### Written task
Print the entries below word for word, starting at the line that contains "the car, one" and ending at the line that contains "point(973, 391)", with both of those lines included.
+++++
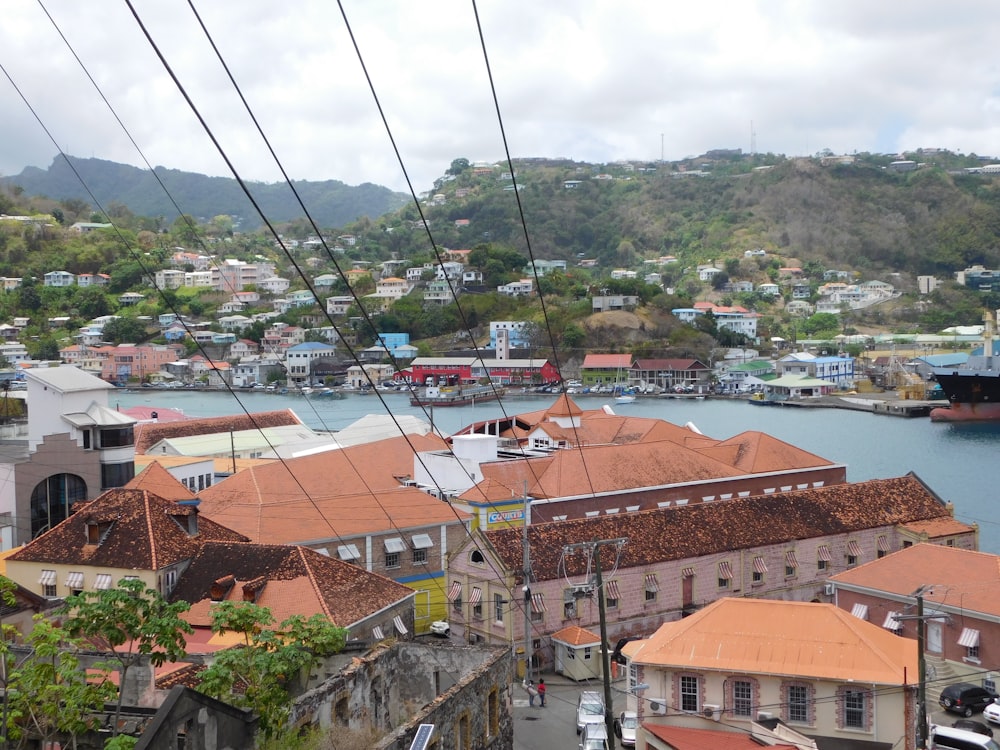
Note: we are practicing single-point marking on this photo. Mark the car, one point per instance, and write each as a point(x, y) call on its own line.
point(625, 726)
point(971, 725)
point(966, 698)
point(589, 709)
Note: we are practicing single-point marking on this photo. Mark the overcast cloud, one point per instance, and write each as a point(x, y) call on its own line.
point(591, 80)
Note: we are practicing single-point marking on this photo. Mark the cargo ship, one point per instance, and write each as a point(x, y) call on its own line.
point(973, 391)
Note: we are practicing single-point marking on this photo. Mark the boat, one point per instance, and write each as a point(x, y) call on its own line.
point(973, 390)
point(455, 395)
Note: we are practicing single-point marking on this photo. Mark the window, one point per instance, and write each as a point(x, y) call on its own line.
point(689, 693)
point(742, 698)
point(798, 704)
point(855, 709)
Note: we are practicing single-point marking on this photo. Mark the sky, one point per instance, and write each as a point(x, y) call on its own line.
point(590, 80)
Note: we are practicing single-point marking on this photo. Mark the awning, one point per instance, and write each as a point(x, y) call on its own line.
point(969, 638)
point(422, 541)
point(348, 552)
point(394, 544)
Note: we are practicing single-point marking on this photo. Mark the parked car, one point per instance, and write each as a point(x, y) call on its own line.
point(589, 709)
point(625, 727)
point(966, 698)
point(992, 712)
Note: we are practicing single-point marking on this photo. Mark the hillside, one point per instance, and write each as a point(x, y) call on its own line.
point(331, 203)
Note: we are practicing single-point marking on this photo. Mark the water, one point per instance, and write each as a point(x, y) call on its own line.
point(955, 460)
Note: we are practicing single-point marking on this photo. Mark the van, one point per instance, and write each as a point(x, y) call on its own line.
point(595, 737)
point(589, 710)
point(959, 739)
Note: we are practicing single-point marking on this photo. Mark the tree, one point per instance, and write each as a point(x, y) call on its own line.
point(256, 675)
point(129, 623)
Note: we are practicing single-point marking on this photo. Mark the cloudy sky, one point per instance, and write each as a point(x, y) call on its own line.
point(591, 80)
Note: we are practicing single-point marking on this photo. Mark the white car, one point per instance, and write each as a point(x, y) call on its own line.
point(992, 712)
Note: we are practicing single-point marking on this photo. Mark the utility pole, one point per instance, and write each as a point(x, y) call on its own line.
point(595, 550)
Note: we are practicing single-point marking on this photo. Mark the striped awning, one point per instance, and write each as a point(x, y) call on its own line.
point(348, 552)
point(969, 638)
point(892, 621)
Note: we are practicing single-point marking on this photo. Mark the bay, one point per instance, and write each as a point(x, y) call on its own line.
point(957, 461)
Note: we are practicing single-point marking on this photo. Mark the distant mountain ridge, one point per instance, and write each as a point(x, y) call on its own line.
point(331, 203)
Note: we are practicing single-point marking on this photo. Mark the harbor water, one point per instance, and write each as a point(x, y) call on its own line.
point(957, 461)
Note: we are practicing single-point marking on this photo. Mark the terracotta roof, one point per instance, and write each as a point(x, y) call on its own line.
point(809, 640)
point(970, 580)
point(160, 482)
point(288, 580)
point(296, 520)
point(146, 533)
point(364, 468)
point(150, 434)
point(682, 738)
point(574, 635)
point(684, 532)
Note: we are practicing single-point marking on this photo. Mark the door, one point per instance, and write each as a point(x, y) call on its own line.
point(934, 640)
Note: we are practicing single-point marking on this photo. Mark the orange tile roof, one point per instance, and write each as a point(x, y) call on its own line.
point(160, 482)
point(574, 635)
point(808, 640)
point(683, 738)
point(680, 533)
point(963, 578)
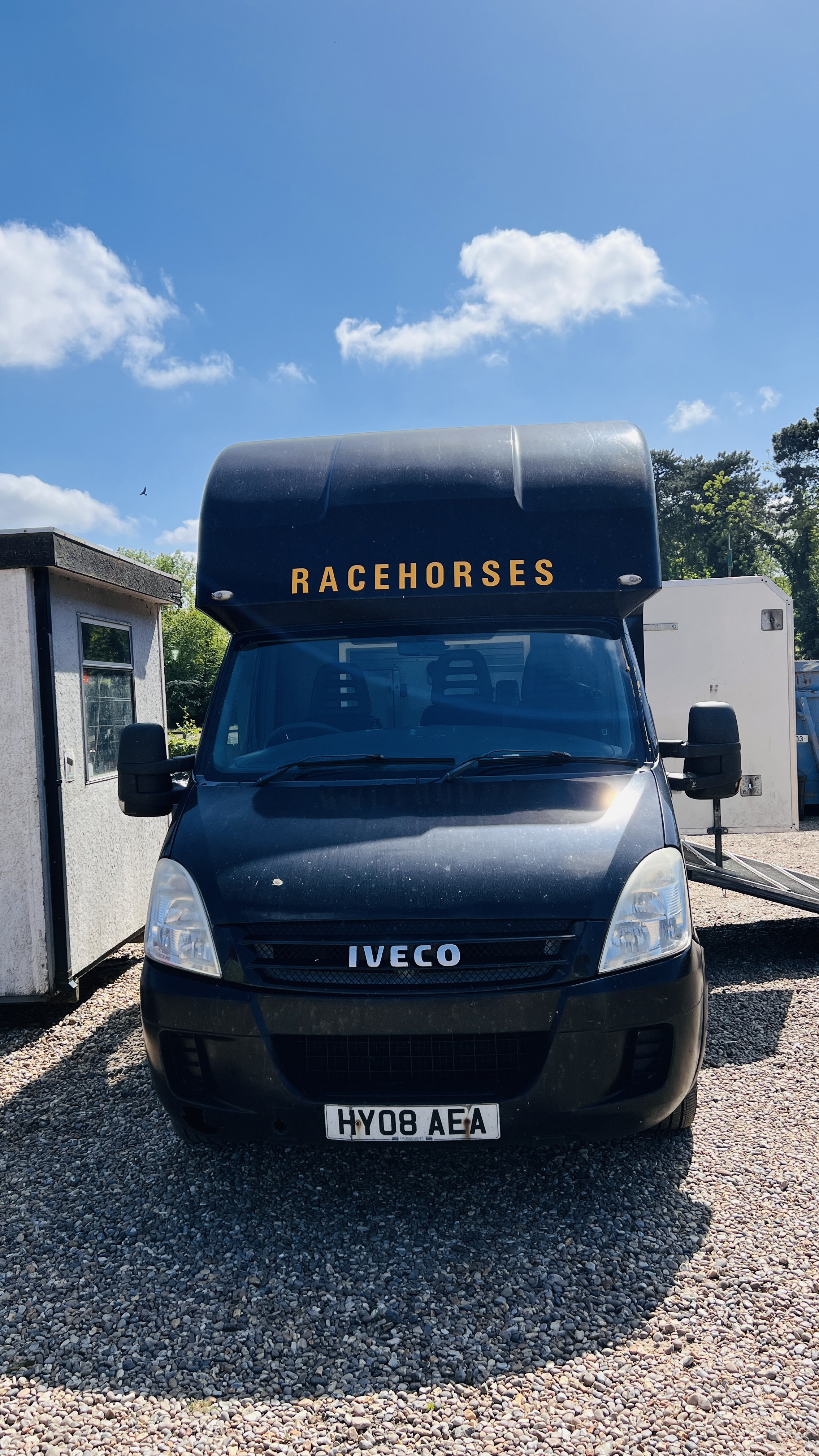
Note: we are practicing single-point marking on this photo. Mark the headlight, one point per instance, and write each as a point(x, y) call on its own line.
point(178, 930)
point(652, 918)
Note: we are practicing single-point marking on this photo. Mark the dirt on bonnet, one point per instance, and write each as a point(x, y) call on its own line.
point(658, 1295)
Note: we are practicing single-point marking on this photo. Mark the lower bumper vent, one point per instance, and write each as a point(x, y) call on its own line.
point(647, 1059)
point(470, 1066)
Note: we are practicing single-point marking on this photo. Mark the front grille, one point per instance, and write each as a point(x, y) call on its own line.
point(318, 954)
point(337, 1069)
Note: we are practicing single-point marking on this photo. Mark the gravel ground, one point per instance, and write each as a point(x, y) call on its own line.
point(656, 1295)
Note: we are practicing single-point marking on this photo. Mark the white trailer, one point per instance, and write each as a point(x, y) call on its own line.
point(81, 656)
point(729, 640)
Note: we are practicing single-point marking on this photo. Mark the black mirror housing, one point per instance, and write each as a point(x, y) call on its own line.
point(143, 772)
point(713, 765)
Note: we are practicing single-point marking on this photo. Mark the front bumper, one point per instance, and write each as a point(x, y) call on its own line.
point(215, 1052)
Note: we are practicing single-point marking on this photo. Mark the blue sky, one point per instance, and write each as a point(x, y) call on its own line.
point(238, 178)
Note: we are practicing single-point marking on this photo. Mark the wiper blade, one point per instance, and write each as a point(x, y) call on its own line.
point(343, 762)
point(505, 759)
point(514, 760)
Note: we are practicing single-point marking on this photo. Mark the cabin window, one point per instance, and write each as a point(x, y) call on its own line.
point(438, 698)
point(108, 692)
+++++
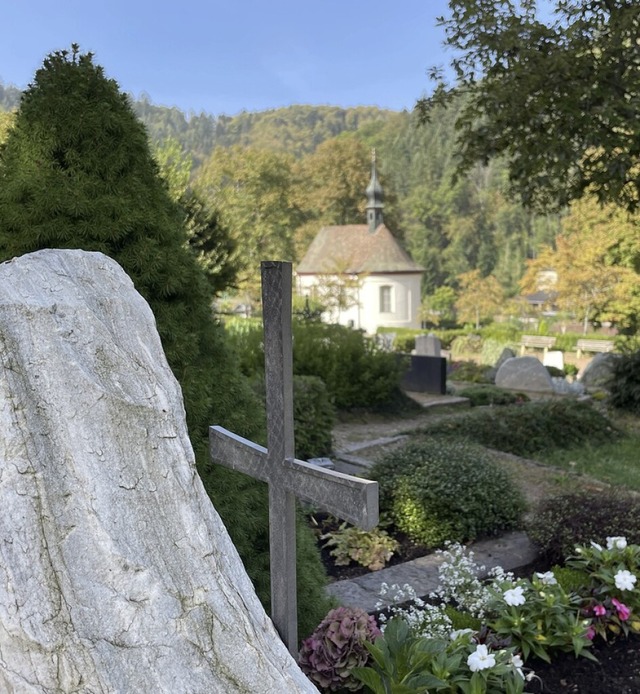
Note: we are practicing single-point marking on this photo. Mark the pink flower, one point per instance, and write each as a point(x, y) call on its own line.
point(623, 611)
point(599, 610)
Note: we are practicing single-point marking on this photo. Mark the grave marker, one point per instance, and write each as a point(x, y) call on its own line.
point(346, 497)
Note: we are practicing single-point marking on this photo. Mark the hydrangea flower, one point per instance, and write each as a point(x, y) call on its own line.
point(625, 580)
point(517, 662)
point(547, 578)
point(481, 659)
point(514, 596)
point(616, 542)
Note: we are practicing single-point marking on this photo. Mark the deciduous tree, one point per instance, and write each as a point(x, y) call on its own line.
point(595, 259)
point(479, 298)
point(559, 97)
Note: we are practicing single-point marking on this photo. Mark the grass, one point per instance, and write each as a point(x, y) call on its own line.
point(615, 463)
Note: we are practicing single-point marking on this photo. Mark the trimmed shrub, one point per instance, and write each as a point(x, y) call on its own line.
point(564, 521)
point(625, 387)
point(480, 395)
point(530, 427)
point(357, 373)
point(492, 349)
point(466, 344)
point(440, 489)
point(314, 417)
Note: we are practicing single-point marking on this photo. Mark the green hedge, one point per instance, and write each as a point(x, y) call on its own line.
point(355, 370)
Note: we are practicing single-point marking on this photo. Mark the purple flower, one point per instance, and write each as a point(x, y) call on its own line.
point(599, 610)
+++++
### Response for this exercise
Note: we are practicing single-point marking on this photo. Mark the car, one point per instance, and write each as a point(x, y) call on its own line.
point(625, 726)
point(971, 725)
point(966, 698)
point(589, 709)
Note: we are practicing single-point marking on this photo. Mark the overcast cloud, one point per instance, and write each as a point(x, y) call on its own line.
point(591, 80)
Note: we are practicing single-point marking on this photo. Mark the cargo ship, one point per instance, and write each as a point(x, y) call on its own line.
point(973, 391)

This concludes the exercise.